* begin Excerpted passage *

I remember working one night in a tavern during the mid-1990s, a place where the patrons coaxed an endless soundtrack of grunge and punk from the jukebox, when someone dropped a quarter in for Blondie’s “Heart of Glass.” Almost immediately, the mood across the room shifted, with the biker dudes singing along and sort of both mock dancing and actually dancing, and one of the regulars leaned across the bar and posed this rhetorical question: “What kind of sick f— wouldn’t like this song?” What kind indeed. Released on this day in 1979, “Heart of Glass” is a dreamy pop hit that at the very least is pleasing to anyone sane and addictive to those who love to dance. And the video delivered so much more: a beautiful blonde front woman whose delivery matched her persona: Detached, willful, feminine, feminist, bored, flirtatious and standoffish. And the style! Was she disco, New Wave, rock or punk? Was she an uptown princess or downtown cokehead? Her outfit—a scrap of a dress paired with clear plastic heels—hints at posh but also feels like a one-off. The dichotomies made Blondie lead singer Debbie Harry endlessly alluring and enigmatic. We didn’t know it at the time, but through “Heart of Glass,” Harry was introducing the world to fashion designer Stephen Sprouse, who styled her rock goddess image from the tips of her bleached roots to the transparent toes of her Cinderella slippers, East Village style.

* end Excerpted passage *

◆ Directions
According to the passage about "Heart of Glass," which fashion designer styled Debbie Harry's image?

* begin Raw data *

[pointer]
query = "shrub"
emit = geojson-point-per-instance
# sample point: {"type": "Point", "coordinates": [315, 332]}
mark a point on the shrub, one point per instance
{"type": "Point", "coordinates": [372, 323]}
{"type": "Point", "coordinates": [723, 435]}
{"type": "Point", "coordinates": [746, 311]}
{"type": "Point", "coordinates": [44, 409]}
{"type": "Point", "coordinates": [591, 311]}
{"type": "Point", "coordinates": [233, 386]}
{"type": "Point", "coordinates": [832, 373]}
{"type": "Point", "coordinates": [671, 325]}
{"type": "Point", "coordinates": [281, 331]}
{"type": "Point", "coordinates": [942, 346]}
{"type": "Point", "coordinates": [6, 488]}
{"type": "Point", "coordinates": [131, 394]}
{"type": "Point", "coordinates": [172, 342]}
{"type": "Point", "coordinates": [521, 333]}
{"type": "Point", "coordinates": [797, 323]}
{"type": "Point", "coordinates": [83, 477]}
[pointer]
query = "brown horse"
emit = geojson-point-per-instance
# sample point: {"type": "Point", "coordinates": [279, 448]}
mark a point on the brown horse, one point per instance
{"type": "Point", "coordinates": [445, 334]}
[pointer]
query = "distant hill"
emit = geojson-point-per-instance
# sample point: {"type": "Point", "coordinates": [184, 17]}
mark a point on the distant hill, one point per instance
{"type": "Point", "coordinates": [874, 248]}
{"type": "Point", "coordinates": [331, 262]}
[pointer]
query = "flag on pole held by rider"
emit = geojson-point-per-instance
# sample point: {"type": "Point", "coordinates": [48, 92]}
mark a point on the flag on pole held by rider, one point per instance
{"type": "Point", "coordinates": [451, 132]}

* end Raw data *

◆ Completed exercise
Stephen Sprouse